YOUR ASSIGNMENT: Extend the text on Pfizer's plans to market Viagra in Europe, picking up after its final sentence.

When it comes to iconic drugs, Pfizer's diamond-shaped blue pill is to the pharmaceutical industry what Coca-Cola's famous curved bottle is to soft drinks.
Viagra is arguably the best-known pharmaceutical brand in the world, and is the market leader in the US, where the erectile dysfunction (ED) market is estimated to be worth more than dollars 1.5 billion. So the news that Pfizer is talking to agencies in the UK as it prepares to launch a pan-European consumer campaign for the drug, which it is planning to sell over the counter, will have agencies falling over each other to win the business: it's not every day that you get to work on a truly global brand with such creative potential.
Thus far, the UK's experience of ED marketing has been limited to a print ad starring Pele urging men who are suffering from ED to seek advice from their doctor. The ad was funded by Pfizer, although it made no mention of Viagra or pharmaceutical remedies for ED.

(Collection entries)
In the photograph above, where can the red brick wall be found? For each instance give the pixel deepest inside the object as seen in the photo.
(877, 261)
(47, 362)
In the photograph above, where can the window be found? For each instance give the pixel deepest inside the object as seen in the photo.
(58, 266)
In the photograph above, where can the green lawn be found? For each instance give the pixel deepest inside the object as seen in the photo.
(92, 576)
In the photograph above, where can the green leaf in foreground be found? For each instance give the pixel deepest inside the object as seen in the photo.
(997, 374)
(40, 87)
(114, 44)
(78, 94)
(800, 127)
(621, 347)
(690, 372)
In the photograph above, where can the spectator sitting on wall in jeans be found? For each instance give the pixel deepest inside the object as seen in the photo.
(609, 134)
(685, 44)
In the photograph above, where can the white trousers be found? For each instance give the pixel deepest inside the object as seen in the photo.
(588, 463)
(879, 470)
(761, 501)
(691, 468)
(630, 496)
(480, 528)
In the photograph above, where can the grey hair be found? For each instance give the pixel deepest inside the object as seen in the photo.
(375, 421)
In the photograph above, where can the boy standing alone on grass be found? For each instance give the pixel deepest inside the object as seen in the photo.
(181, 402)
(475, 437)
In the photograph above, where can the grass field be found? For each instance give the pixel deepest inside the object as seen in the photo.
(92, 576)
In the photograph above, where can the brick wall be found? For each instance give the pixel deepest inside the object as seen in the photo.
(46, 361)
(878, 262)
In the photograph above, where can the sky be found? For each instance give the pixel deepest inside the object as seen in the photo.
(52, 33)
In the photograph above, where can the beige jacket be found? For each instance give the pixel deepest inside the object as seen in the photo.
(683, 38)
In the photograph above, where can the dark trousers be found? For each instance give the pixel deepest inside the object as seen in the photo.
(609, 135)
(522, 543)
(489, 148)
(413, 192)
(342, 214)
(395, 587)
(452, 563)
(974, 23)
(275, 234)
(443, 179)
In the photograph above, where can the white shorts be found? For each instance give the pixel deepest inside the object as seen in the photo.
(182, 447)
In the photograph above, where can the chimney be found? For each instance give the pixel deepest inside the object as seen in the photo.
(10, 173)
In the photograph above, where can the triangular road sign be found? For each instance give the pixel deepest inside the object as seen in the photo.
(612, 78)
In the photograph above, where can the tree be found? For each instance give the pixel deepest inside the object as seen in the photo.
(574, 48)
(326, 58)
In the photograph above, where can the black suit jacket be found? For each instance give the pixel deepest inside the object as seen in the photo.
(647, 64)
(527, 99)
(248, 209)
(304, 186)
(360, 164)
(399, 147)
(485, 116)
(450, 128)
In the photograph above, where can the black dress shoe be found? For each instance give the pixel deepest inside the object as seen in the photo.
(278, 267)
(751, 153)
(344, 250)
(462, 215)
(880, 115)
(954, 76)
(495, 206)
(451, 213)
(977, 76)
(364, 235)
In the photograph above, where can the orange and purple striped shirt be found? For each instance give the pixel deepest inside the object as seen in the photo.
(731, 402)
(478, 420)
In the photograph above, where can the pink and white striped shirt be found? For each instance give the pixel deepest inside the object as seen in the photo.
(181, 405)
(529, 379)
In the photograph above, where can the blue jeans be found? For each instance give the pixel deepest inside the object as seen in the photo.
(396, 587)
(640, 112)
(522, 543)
--
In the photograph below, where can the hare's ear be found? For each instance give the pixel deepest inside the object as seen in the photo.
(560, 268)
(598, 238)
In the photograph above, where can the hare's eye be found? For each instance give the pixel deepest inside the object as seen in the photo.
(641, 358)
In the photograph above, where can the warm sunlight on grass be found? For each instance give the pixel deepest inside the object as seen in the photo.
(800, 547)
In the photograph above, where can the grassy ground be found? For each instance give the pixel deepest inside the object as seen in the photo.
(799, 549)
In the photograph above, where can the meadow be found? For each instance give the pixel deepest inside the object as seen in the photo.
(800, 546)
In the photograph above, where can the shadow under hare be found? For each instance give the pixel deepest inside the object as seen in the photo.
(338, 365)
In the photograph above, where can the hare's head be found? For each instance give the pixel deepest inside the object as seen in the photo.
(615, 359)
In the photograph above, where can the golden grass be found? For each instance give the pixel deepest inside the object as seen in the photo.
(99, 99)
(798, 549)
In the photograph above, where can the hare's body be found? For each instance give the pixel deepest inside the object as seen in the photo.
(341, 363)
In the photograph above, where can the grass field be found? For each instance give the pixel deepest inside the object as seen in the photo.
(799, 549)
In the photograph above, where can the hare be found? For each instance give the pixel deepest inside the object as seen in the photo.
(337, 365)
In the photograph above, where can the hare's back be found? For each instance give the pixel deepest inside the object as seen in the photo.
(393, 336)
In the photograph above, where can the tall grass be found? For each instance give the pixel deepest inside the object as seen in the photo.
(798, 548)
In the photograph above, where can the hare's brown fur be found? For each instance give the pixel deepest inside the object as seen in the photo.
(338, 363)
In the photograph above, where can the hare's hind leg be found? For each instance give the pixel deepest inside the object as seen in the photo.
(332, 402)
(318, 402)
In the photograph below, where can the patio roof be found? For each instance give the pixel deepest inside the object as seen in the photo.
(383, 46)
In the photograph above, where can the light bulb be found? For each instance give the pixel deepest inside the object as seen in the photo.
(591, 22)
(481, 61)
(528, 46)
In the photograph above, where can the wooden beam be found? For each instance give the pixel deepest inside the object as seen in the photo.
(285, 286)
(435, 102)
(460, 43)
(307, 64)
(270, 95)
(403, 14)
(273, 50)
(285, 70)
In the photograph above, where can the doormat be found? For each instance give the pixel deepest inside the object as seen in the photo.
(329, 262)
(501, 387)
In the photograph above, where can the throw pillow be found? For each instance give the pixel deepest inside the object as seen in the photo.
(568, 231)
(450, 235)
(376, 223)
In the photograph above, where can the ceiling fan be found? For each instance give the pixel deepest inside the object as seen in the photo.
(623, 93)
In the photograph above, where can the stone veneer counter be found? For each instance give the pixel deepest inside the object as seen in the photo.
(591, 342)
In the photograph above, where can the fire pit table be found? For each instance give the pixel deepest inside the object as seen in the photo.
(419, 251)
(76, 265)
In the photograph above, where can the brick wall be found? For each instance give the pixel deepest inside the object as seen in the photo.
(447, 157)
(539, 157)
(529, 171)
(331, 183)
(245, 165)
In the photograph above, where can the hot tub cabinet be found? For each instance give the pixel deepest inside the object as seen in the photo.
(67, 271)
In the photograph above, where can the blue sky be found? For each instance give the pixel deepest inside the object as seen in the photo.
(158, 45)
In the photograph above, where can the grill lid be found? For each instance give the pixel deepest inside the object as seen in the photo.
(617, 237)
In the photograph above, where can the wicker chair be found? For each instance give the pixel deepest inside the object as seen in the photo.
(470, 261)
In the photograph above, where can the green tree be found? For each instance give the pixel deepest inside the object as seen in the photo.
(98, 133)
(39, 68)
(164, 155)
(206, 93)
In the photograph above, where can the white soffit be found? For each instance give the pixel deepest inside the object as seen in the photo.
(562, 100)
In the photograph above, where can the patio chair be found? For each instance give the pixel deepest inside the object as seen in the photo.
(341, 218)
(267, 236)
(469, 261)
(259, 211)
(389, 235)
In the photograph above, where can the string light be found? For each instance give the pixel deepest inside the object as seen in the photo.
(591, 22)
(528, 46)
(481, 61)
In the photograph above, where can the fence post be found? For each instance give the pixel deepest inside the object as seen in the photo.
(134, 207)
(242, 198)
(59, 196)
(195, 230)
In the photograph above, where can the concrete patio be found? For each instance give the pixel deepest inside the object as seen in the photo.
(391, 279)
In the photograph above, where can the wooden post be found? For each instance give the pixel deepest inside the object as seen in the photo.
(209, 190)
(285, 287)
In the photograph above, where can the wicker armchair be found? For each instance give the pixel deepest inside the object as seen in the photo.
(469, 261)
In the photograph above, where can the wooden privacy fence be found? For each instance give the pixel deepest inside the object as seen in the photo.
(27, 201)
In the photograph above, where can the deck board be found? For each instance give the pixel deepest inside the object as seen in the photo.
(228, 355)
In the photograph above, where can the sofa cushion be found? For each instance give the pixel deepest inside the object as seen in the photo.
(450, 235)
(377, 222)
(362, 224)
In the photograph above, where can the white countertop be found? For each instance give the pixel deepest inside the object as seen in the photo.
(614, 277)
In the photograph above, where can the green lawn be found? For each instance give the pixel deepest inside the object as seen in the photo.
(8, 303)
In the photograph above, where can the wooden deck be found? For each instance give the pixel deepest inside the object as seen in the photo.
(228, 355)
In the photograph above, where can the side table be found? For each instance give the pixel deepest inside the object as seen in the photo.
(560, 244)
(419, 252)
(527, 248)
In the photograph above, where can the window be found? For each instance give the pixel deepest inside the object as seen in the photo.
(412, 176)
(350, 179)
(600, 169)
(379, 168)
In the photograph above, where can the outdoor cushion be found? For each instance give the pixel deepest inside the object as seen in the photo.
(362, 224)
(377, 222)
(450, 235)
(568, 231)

ANSWER AREA:
That will all change if Pfizer successfully petitions the European Union to make the drug available without prescription. And while a Pfizer statement attempts to cool agency ardour, arguing that the drug company 'regularly works with marketing and communications agencies on both disease and brand awareness campaigns', it stops short of denying it is planning an over-the-counter petition, continuing: 'Viagra is only available on prescription, and should only be used in accordance with its approved labelling.'
That said, Viagra has had a successful over-the-counter test in three Boots stores in Manchester. The pilot, which fittingly launched on Valentine's Day this year, enabled men aged between 30 and 65 to purchase four pills for pounds 50 after a consultation with the pharmacist.
Boots estimates that only one in ten of the three million men in the UK who suffer from ED are being treated, which equates to a rich market for the first treatment to go 'over the counter'.